# GIVEN REQUEST
Reproduce the listing below without any change.
--------------------------------
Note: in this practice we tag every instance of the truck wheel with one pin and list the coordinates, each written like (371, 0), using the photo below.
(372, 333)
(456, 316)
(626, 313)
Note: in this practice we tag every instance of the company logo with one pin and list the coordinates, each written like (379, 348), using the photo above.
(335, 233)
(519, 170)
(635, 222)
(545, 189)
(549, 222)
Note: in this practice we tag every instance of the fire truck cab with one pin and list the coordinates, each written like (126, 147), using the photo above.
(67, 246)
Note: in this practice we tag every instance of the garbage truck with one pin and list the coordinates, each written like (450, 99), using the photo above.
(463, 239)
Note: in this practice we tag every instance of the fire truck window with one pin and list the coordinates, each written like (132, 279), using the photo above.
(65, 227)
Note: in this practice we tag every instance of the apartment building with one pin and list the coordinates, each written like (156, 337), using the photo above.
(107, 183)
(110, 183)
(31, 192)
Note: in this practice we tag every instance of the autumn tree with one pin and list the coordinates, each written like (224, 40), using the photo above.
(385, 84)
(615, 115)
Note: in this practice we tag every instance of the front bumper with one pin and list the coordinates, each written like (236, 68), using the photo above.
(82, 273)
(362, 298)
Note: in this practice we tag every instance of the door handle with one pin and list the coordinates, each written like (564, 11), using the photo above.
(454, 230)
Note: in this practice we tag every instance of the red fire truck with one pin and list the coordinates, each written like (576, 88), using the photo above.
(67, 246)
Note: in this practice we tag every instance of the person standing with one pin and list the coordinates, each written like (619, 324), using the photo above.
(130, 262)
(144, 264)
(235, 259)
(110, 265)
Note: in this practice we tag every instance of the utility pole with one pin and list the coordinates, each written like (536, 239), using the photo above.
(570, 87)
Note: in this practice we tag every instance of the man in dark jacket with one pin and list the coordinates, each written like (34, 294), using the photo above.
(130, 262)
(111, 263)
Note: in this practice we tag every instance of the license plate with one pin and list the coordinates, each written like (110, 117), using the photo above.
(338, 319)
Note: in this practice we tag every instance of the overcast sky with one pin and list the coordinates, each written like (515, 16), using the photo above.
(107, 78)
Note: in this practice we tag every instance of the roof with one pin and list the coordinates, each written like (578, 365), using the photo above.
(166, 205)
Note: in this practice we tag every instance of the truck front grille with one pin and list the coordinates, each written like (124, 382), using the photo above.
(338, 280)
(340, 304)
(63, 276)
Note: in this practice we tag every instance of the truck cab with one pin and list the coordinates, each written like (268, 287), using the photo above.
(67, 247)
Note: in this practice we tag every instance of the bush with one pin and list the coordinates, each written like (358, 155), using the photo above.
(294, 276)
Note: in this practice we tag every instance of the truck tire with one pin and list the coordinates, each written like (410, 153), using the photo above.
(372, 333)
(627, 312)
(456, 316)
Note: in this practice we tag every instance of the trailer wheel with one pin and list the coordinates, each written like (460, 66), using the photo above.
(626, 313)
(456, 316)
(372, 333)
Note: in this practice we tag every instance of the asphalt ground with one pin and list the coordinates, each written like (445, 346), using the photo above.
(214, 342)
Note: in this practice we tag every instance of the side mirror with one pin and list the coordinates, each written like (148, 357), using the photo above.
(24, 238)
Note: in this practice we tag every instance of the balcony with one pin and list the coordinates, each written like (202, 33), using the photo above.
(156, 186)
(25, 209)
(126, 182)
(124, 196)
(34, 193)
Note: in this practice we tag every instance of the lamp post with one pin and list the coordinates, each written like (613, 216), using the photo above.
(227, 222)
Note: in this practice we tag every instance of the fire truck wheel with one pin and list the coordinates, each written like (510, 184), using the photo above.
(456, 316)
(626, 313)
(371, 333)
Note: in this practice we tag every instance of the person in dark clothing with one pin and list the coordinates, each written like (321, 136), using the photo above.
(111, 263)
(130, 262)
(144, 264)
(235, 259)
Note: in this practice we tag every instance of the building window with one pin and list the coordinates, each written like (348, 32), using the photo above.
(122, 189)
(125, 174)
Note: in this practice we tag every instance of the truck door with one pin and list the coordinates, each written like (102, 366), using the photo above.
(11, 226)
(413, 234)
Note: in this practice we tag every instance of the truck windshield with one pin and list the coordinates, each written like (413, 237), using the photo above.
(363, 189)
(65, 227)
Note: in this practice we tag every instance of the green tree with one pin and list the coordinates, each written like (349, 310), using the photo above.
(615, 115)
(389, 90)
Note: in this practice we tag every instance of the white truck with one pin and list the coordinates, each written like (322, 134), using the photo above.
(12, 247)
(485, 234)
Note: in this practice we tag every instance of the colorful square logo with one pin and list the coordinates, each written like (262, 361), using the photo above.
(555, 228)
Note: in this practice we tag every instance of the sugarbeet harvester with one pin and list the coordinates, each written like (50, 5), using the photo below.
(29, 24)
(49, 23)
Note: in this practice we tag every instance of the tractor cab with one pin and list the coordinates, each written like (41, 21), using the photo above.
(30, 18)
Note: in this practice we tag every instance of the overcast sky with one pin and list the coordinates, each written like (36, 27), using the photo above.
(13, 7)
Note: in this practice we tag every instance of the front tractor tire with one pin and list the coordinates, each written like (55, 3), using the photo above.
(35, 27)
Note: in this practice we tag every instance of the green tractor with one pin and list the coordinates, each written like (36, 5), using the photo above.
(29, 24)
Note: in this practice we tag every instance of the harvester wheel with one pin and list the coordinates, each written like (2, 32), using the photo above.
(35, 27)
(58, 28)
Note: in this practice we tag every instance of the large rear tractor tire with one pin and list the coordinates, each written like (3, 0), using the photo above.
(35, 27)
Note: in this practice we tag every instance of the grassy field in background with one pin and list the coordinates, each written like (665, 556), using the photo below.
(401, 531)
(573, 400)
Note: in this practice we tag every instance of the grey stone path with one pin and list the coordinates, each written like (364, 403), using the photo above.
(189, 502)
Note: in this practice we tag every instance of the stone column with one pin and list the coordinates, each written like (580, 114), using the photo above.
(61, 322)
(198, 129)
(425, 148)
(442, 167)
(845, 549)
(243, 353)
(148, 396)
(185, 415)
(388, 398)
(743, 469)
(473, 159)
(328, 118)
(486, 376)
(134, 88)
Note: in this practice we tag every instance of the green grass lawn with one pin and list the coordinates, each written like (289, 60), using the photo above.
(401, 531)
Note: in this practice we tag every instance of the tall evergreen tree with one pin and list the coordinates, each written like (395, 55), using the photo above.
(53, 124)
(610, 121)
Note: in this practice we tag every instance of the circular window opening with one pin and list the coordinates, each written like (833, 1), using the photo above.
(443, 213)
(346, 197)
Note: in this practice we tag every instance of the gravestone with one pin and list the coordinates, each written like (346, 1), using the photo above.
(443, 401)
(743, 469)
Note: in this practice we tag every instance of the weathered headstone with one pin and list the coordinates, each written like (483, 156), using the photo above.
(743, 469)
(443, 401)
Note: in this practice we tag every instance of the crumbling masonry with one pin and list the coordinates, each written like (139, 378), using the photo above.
--------------------------------
# TASK RESPONSE
Note: in this practice we tag every instance of the truck wheel with one pin and list the coordinates, each written like (371, 0), using the photo below.
(372, 333)
(456, 316)
(626, 313)
Note: in this practice we tag every instance of the company logo with one pin and list the coordinates, each written like (379, 348), using the photo above.
(335, 233)
(519, 170)
(635, 222)
(545, 189)
(549, 222)
Note: in this practice we tag every instance of the fire truck cab with one pin and list the coordinates, each written like (126, 147), using the photo above.
(67, 246)
Note: in this practice we tag every instance of the garbage truck with one pin and list the coordinates, each written like (450, 99), using the photo above.
(463, 239)
Note: in this practice we tag every instance of the fire truck window with one pin and list the coordinates, each written like (132, 279), using the photo above.
(65, 227)
Note: in this practice we tag every instance of the apartment building with one pin and list the coordinates, each written like (156, 337), using the photo above.
(107, 183)
(110, 183)
(31, 192)
Note: in this practice we tag every instance of the autumn tree with one pin and list the coordinates, each written like (224, 40), using the photo above.
(385, 84)
(615, 115)
Note: in this practice we tag every instance of the front bumper with one pin and list the coordinates, each written like (236, 68), using the photo above.
(82, 273)
(362, 298)
Note: in this practice we tag every instance of the door handle with one pin and list the coordinates, each written like (564, 11), using the photo above.
(454, 230)
Note: in this practice we tag every instance of the red fire truck with one pin and list the coordinates, each written like (576, 88), using the photo above.
(67, 246)
Note: in this practice we tag every instance of the person standing with one pin and list the coordinates, each written like (619, 324), using the photo above.
(130, 262)
(144, 264)
(235, 259)
(110, 265)
Note: in this practice we tag every instance of the utility pole with one pin and list the coordinates, each written like (536, 239), using the photo above.
(570, 87)
Note: in this practice we tag every instance of the man in dark jacket with one pin and list the coordinates, each written like (34, 294), using the photo above.
(130, 262)
(111, 263)
Note: in this practice we tag every instance of the license plate with one pin and list the coordinates, each written like (110, 117), using the photo above.
(338, 319)
Note: in this practice we tag every instance of the overcast sky with one pin and list the coordinates, each written like (515, 16), using the photo above.
(107, 78)
Note: in this practice we tag every instance of the roof with one pin and list the coordinates, each written like (578, 365), using the photo above.
(166, 205)
Note: in this practice we tag every instance of the truck front grille with one pin and list the coordinates, each written like (124, 382), using the photo above.
(338, 280)
(340, 304)
(63, 276)
Note: in this practice we tag every instance of the truck cab with one pin and list the coordinates, each written like (268, 287), using the photo above.
(67, 247)
Note: in this practice we tag every instance of the bush with one pin and list the coordinates, each written like (358, 155), using the photo above.
(294, 276)
Note: in this practice we tag every instance of the truck tire with one pin and list the coordinates, each written like (410, 153), using the photo above.
(372, 333)
(627, 312)
(456, 316)
Note: in this practice we tag every instance of the trailer wheel with one pin and list the coordinates, each written like (460, 66), using the photo above.
(626, 313)
(456, 316)
(372, 333)
Note: in this practice we tag every instance of the asphalt ground with one pin and list the coordinates, each written like (445, 346), using the photo above.
(214, 342)
Note: in this practice we tag every instance of the side mirror with one pin and list the coordinates, each written like (148, 357), using the photo above.
(24, 238)
Note: in this practice we tag every instance of the balcony with one pin and list the coordinates, each written like (202, 33), using the photo above.
(156, 186)
(25, 209)
(126, 182)
(124, 196)
(34, 193)
Note: in this practice we tag every instance of the lamp post with one pin and list the coordinates, each written like (613, 216), using the photo above.
(227, 222)
Note: in this practice we tag every instance of the fire truck wheel with one pin and list the coordinates, each written like (510, 184), using the photo above.
(456, 316)
(626, 313)
(371, 333)
Note: in this practice we tag every instance of the person in dark clothing with one pin and list the coordinates, each written like (321, 136), using the photo above.
(111, 263)
(130, 262)
(144, 264)
(235, 259)
Note: in this practice we tag every instance of the building window with one pin and list the coordinates, each written like (348, 32), using the photo above.
(122, 189)
(125, 174)
Note: in this practice we tag every instance of the truck door with one pin and list the coordinates, each written like (102, 366), using the photo above.
(11, 226)
(413, 234)
Note: in this practice we tag every instance of the truck windshield with one pin and list the coordinates, each written like (413, 237), using the photo above.
(363, 189)
(65, 227)
Note: in this practice we tag every instance of the green tree with one pin and list the coordinates, each written like (349, 310), using the photo above.
(615, 115)
(389, 90)
Note: in this practice we tag every instance of the white truck with one pin and list the coordinates, each written like (322, 134), using the photo above.
(12, 247)
(485, 234)
Note: in this practice we tag every instance of the colorful square logo with one pin and list the coordinates, each written like (262, 361), using the photo above.
(555, 228)
Note: in this practice we tag every instance of the sugarbeet harvester with one pin and list the coordinates, each written like (50, 5), using the photo below.
(29, 24)
(49, 23)
Note: in this practice we tag every instance of the tractor cab with one pin and list the coordinates, each written like (41, 21), using the photo above.
(30, 18)
Note: in this practice we tag every instance of the overcast sky with one pin and list the coordinates, each written like (36, 27), using the photo above.
(13, 7)
Note: in this practice we tag every instance of the front tractor tire with one pin and list the coordinates, each written like (55, 3), using the photo above.
(35, 27)
Note: in this practice we tag every instance of the green tractor with one pin and list the coordinates, each written like (36, 5), using the photo above.
(29, 24)
Note: in this practice we tag every instance of the harvester wheel with one pin and list the coordinates, each written like (2, 32), using the photo above.
(35, 27)
(58, 28)
Note: in this practice we tag every instance of the large rear tractor tire with one pin and list the coordinates, each written like (3, 0), using the photo above.
(35, 27)
Note: in this practice we tag every instance of the grassy field in background with one pin and list the coordinates, each written like (665, 556), using the photo below.
(401, 531)
(573, 400)
Note: in this practice we tag every instance of the grey stone path with one pin and list the coordinates, each written like (364, 403), using the photo above.
(189, 502)
Note: in this practice we tag every instance of the stone column with one pin and list the coordinates, each written like (580, 114), using the photo above.
(61, 322)
(198, 129)
(425, 148)
(442, 167)
(845, 549)
(243, 353)
(148, 396)
(185, 415)
(388, 398)
(743, 469)
(473, 159)
(328, 118)
(486, 376)
(134, 88)
Note: in this practice we tag every instance of the green grass lawn with one pin and list the coordinates, each written like (289, 60), using the photo above.
(401, 531)
Note: in this practice we tag every instance of the tall evergreen tree with one pin and list the coordinates, each written like (395, 55), using the photo above.
(53, 124)
(610, 121)
Note: in this practice we tag every instance of the circular window opening with one pin and list the coordinates, each written like (833, 1), using the photo above.
(443, 213)
(346, 197)
Note: in this practice we tag every instance of the gravestone with one pin and list the coordinates, each written like (346, 1), using the photo above.
(443, 401)
(743, 469)
Note: in this practice we tag every instance of the weathered headstone with one pin and list the coordinates, each written like (483, 156), using the photo above.
(743, 469)
(443, 401)
Note: in this practice we tag every instance of the crumbling masonry with one pin and list the coordinates, each written like (139, 378), using the photo above.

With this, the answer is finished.